• **Enunciado a**:
Conte quantas linhas da listagem contêm a palavra "safety" e informe somente esse número.

• **Texto fornecido**:
=-=-=-=-=
O LOUVOR DE DEUS NA BOCA DO
POVO
O ofício Divino a partir da Sacrosanctum
Concilium
Em
dezembro de 1988, foi publicado no Brasil o Ofício Divino das Comunidades, uma
versão popular da Liturgia das Horas para as comunidades cristãs. Agora, 15
anos depois de sua primeira edição, já é bem conhecido em várias regiões do
país, em comunidades rurais e de periferia, catedrais e igrejas de centros
urbanos, comunidades religiosas inseridas, pastoral da juventude e comunidades
do povo da rua. Finalmente o povo pode de novo beber da fonte onde bebeu o povo
de Israel, onde beberam Jesus e as primeiras comunidades cristãs. Depois de
séculos os salmos voltam a ser uma referência para a espiritualidade cristã,
uma escola de oração, como diziam os antigos. O Ofício Divino das Comunidades é
uma resposta concreta à grande intuição do Concílio Vaticano II que propôs a
reforma do Ofício Divino e pediu que ele voltasse a ser celebrado pelo povo de
Deus como era nos inícios das comunidades cristãs.
=-=-=-=-=
• **Enunciado b**:
Segundo o texto sobre o Ofício Divino das Comunidades, quem já bebeu da fonte onde o povo agora pode beber de novo? Liste todos.
=-=-=-=-=
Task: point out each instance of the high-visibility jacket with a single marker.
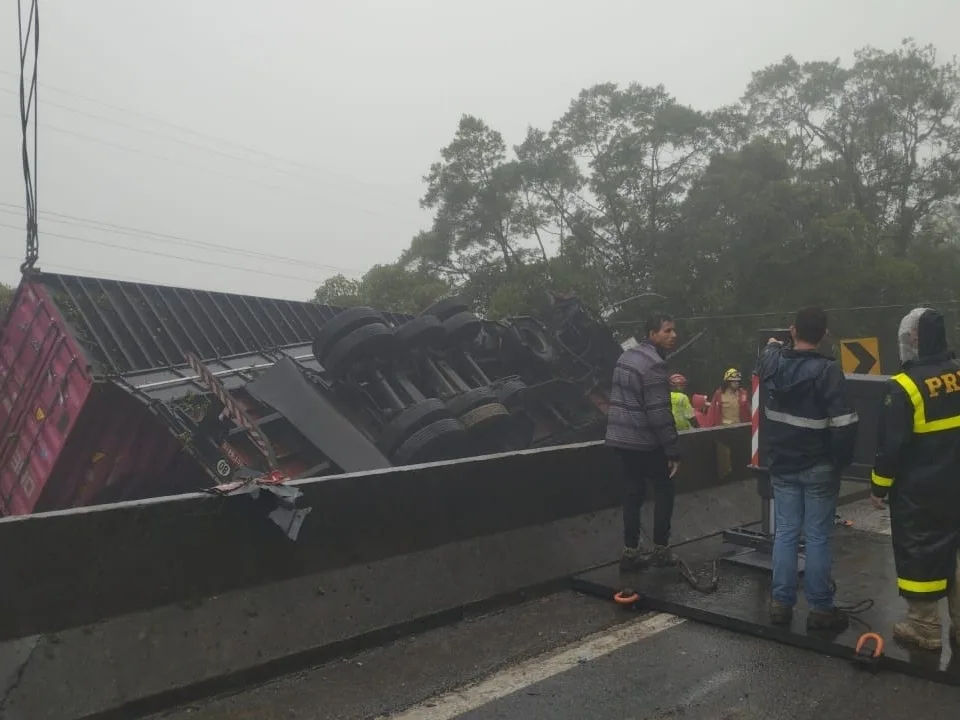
(918, 464)
(683, 411)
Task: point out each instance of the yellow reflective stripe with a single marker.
(922, 586)
(916, 399)
(920, 424)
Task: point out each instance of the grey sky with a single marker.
(360, 95)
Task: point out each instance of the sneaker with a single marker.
(925, 637)
(780, 614)
(631, 560)
(663, 556)
(830, 620)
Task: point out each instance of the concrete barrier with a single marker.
(136, 606)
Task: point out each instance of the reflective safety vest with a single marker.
(918, 464)
(682, 410)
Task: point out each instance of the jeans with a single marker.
(641, 466)
(805, 501)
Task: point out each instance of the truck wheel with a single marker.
(511, 392)
(448, 307)
(341, 325)
(532, 336)
(424, 331)
(462, 327)
(485, 417)
(463, 403)
(364, 343)
(441, 440)
(408, 421)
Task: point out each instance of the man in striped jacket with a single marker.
(642, 430)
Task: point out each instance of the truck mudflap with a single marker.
(285, 389)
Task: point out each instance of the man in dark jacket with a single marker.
(641, 428)
(918, 465)
(809, 434)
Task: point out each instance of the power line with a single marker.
(789, 313)
(88, 223)
(28, 102)
(197, 133)
(255, 271)
(165, 158)
(93, 273)
(187, 143)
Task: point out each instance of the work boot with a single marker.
(924, 636)
(833, 620)
(632, 561)
(780, 614)
(662, 556)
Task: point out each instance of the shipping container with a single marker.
(115, 391)
(87, 365)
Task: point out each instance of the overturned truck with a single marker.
(116, 391)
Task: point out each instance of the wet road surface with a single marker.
(570, 657)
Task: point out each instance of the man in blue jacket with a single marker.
(809, 435)
(641, 428)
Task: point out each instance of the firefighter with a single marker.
(918, 465)
(683, 412)
(731, 403)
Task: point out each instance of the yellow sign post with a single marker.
(860, 356)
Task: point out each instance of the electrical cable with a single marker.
(255, 271)
(28, 102)
(790, 313)
(174, 239)
(189, 144)
(287, 189)
(198, 133)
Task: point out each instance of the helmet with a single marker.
(922, 333)
(732, 375)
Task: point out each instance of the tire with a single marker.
(365, 342)
(341, 325)
(532, 337)
(408, 421)
(440, 440)
(462, 328)
(463, 403)
(448, 307)
(425, 331)
(485, 417)
(510, 392)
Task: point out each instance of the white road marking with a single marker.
(510, 680)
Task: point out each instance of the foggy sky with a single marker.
(346, 103)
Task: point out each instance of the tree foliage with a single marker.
(828, 183)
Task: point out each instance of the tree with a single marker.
(885, 132)
(640, 149)
(339, 290)
(398, 289)
(474, 192)
(391, 288)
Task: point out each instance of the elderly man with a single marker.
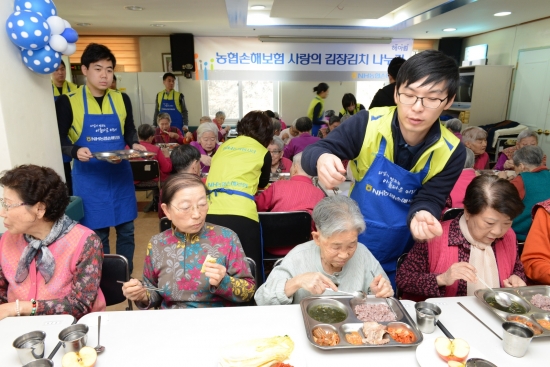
(532, 182)
(334, 259)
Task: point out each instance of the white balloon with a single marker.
(71, 49)
(58, 43)
(57, 25)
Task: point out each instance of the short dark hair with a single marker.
(256, 125)
(304, 124)
(178, 182)
(395, 65)
(489, 191)
(183, 156)
(322, 87)
(95, 52)
(145, 131)
(348, 99)
(36, 184)
(433, 65)
(166, 75)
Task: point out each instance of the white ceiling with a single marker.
(420, 19)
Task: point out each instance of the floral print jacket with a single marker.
(173, 263)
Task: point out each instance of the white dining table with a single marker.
(13, 327)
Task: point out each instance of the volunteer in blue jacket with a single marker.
(404, 164)
(99, 119)
(172, 103)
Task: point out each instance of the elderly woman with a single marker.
(49, 264)
(505, 158)
(334, 259)
(454, 126)
(536, 252)
(195, 264)
(207, 144)
(456, 197)
(478, 244)
(165, 133)
(279, 164)
(533, 184)
(238, 170)
(475, 138)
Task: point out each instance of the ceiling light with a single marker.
(133, 8)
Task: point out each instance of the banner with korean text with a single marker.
(239, 58)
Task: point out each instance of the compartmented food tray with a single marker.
(536, 318)
(345, 321)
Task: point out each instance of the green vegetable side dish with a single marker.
(327, 314)
(514, 308)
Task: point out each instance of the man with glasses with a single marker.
(403, 162)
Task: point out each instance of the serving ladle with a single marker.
(500, 297)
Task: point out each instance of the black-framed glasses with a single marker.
(428, 102)
(7, 207)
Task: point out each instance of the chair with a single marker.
(283, 230)
(452, 213)
(164, 224)
(147, 178)
(115, 267)
(398, 292)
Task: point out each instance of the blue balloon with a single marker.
(43, 61)
(70, 35)
(46, 8)
(28, 30)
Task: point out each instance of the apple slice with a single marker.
(452, 350)
(85, 357)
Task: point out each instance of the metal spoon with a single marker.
(99, 348)
(501, 297)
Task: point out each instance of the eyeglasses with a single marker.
(427, 102)
(189, 209)
(7, 207)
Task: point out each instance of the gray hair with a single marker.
(527, 134)
(530, 156)
(278, 142)
(337, 214)
(473, 133)
(164, 116)
(276, 124)
(470, 158)
(207, 127)
(455, 125)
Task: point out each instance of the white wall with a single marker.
(28, 125)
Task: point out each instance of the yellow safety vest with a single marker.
(312, 105)
(172, 95)
(77, 105)
(343, 111)
(68, 87)
(237, 166)
(380, 120)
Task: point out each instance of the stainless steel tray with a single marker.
(522, 295)
(352, 323)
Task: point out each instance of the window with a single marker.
(237, 98)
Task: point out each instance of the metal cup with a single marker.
(516, 338)
(43, 362)
(427, 315)
(74, 337)
(30, 346)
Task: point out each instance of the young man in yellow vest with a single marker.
(403, 161)
(99, 119)
(171, 102)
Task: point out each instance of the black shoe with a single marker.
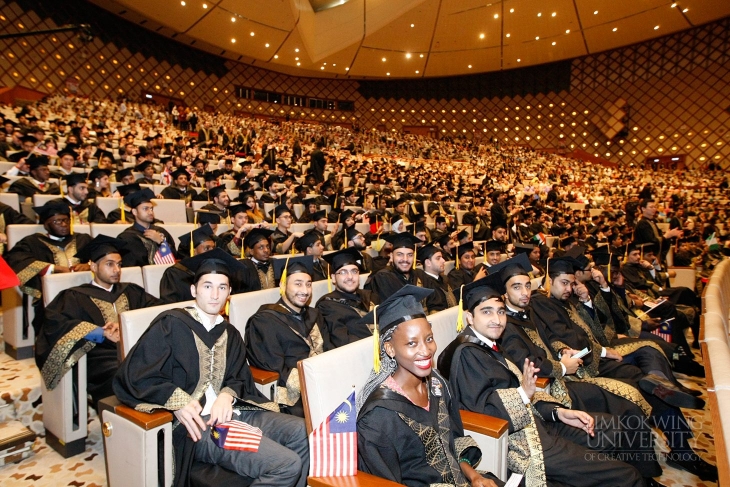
(693, 464)
(667, 392)
(689, 367)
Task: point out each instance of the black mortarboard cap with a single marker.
(100, 246)
(216, 191)
(53, 207)
(404, 305)
(74, 178)
(255, 236)
(476, 291)
(341, 258)
(402, 240)
(133, 200)
(304, 263)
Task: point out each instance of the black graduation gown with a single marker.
(163, 371)
(30, 259)
(343, 312)
(26, 189)
(69, 318)
(277, 338)
(140, 250)
(387, 446)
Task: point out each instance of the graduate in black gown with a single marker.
(343, 310)
(548, 442)
(409, 429)
(144, 239)
(176, 280)
(259, 272)
(84, 320)
(40, 254)
(281, 334)
(163, 370)
(77, 197)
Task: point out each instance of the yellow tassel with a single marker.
(282, 283)
(376, 342)
(121, 207)
(460, 314)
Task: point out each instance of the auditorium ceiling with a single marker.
(411, 38)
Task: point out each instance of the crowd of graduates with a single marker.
(596, 240)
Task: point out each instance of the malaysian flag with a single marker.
(664, 331)
(333, 445)
(164, 255)
(236, 435)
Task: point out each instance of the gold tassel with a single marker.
(376, 341)
(460, 314)
(282, 283)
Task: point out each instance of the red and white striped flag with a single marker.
(164, 255)
(333, 445)
(236, 435)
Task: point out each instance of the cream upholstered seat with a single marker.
(66, 421)
(327, 379)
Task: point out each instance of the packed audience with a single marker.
(562, 268)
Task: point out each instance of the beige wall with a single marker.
(678, 88)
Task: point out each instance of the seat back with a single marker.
(171, 211)
(135, 322)
(152, 275)
(53, 284)
(242, 306)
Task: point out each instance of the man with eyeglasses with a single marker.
(282, 239)
(39, 255)
(344, 308)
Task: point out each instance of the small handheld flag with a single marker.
(333, 444)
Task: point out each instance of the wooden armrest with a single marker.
(362, 479)
(481, 423)
(261, 376)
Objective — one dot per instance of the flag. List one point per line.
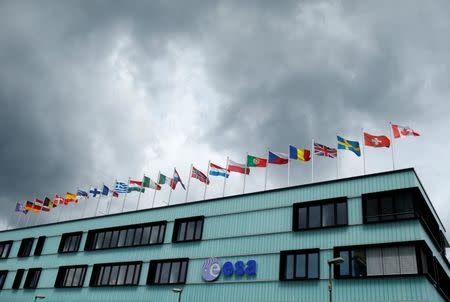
(299, 154)
(346, 144)
(121, 187)
(215, 170)
(321, 150)
(105, 190)
(277, 158)
(59, 200)
(82, 193)
(253, 161)
(70, 197)
(94, 192)
(199, 175)
(376, 141)
(399, 131)
(148, 183)
(176, 179)
(238, 168)
(135, 185)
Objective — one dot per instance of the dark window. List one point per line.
(382, 260)
(5, 248)
(70, 242)
(18, 278)
(32, 278)
(126, 236)
(70, 276)
(188, 229)
(299, 265)
(170, 271)
(116, 274)
(3, 275)
(39, 246)
(319, 214)
(25, 247)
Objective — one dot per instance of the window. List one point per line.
(3, 275)
(299, 265)
(320, 214)
(5, 248)
(388, 206)
(32, 278)
(18, 278)
(188, 229)
(70, 276)
(39, 246)
(116, 274)
(25, 247)
(382, 260)
(126, 236)
(170, 271)
(70, 242)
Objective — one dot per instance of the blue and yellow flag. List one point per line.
(349, 145)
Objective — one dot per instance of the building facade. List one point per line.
(265, 246)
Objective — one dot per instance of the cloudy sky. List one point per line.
(93, 91)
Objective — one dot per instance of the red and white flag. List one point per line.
(376, 141)
(237, 167)
(399, 131)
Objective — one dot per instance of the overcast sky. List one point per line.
(93, 91)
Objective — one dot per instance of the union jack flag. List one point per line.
(199, 175)
(322, 150)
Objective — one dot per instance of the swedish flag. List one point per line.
(349, 145)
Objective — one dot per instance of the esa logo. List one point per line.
(211, 269)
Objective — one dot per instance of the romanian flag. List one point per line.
(70, 197)
(299, 154)
(349, 145)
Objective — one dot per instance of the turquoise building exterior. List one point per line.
(392, 251)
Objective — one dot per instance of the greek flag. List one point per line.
(121, 187)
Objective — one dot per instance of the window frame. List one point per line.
(62, 275)
(92, 236)
(98, 270)
(153, 266)
(295, 253)
(322, 202)
(30, 277)
(64, 238)
(186, 220)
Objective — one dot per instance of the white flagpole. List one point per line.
(267, 170)
(363, 149)
(189, 184)
(312, 161)
(154, 194)
(225, 178)
(392, 145)
(140, 191)
(125, 196)
(206, 185)
(245, 173)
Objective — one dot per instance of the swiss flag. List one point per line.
(399, 131)
(376, 141)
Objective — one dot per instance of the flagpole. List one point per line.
(207, 175)
(125, 196)
(267, 170)
(245, 173)
(225, 178)
(363, 150)
(154, 194)
(392, 145)
(189, 183)
(312, 161)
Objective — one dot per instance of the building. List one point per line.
(264, 246)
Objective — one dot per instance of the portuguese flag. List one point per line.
(253, 161)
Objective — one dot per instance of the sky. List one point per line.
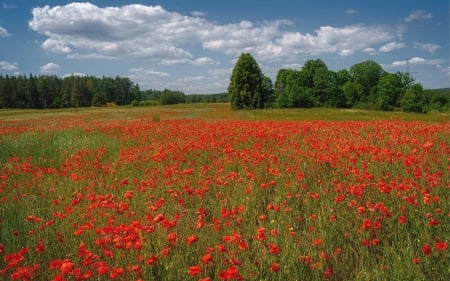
(193, 45)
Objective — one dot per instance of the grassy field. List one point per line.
(200, 192)
(222, 111)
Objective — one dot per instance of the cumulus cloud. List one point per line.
(49, 68)
(415, 61)
(83, 30)
(197, 61)
(427, 47)
(343, 41)
(4, 32)
(389, 47)
(418, 15)
(8, 66)
(350, 11)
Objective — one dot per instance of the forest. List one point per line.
(364, 86)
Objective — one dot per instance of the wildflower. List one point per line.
(191, 239)
(116, 272)
(194, 270)
(441, 245)
(274, 249)
(66, 266)
(207, 259)
(172, 238)
(426, 249)
(275, 267)
(317, 242)
(402, 219)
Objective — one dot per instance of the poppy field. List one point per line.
(203, 199)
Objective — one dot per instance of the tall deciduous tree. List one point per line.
(367, 74)
(413, 99)
(247, 88)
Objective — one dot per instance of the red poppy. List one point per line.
(426, 249)
(275, 267)
(402, 219)
(194, 270)
(191, 239)
(207, 259)
(66, 266)
(172, 238)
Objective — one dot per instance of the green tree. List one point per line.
(388, 92)
(283, 80)
(315, 76)
(267, 98)
(246, 84)
(413, 99)
(367, 74)
(352, 93)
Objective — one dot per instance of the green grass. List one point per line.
(222, 111)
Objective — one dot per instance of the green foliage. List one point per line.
(248, 89)
(171, 97)
(412, 100)
(388, 92)
(42, 92)
(367, 74)
(207, 98)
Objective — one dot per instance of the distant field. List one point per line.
(221, 111)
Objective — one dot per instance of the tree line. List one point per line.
(365, 85)
(41, 92)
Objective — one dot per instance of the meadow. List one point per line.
(200, 192)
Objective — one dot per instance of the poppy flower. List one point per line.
(426, 249)
(191, 239)
(441, 245)
(194, 270)
(275, 267)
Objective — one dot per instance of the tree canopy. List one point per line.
(249, 88)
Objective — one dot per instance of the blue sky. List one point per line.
(193, 45)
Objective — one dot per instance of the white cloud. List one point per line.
(8, 66)
(370, 51)
(8, 6)
(75, 74)
(198, 14)
(148, 72)
(83, 30)
(49, 68)
(198, 61)
(427, 47)
(389, 47)
(4, 32)
(350, 11)
(343, 41)
(418, 15)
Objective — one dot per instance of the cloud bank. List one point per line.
(83, 30)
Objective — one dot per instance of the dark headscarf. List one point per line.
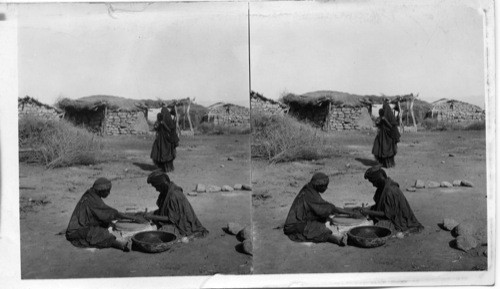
(102, 184)
(157, 178)
(167, 118)
(375, 174)
(388, 114)
(319, 179)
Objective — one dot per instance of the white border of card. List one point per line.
(9, 229)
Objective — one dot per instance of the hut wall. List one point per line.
(458, 112)
(90, 119)
(348, 118)
(37, 110)
(126, 122)
(230, 116)
(267, 107)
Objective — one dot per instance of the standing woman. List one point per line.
(385, 145)
(163, 152)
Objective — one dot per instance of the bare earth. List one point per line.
(422, 155)
(202, 159)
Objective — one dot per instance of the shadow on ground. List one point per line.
(367, 162)
(146, 167)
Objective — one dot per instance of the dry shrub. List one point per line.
(57, 143)
(282, 138)
(214, 129)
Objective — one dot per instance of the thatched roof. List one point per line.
(254, 94)
(115, 103)
(30, 100)
(450, 101)
(337, 98)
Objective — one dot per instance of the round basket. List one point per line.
(153, 241)
(369, 236)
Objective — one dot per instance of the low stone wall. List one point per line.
(37, 110)
(126, 122)
(348, 118)
(458, 112)
(267, 107)
(230, 116)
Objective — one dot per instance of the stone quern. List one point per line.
(466, 243)
(449, 224)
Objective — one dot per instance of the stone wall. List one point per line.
(458, 112)
(265, 106)
(231, 115)
(126, 122)
(37, 110)
(348, 118)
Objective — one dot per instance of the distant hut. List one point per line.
(30, 106)
(112, 115)
(259, 103)
(454, 111)
(331, 110)
(228, 114)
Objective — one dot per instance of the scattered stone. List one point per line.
(466, 243)
(465, 229)
(227, 188)
(419, 184)
(446, 185)
(213, 189)
(247, 187)
(449, 224)
(233, 228)
(465, 183)
(247, 247)
(432, 185)
(244, 234)
(200, 188)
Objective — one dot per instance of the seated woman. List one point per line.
(173, 204)
(391, 208)
(309, 213)
(89, 223)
=-=-=-=-=
• **Resposta a**:
2

• **Resposta b**:
- O povo de Israel
- Jesus
- As primeiras comunidades cristãs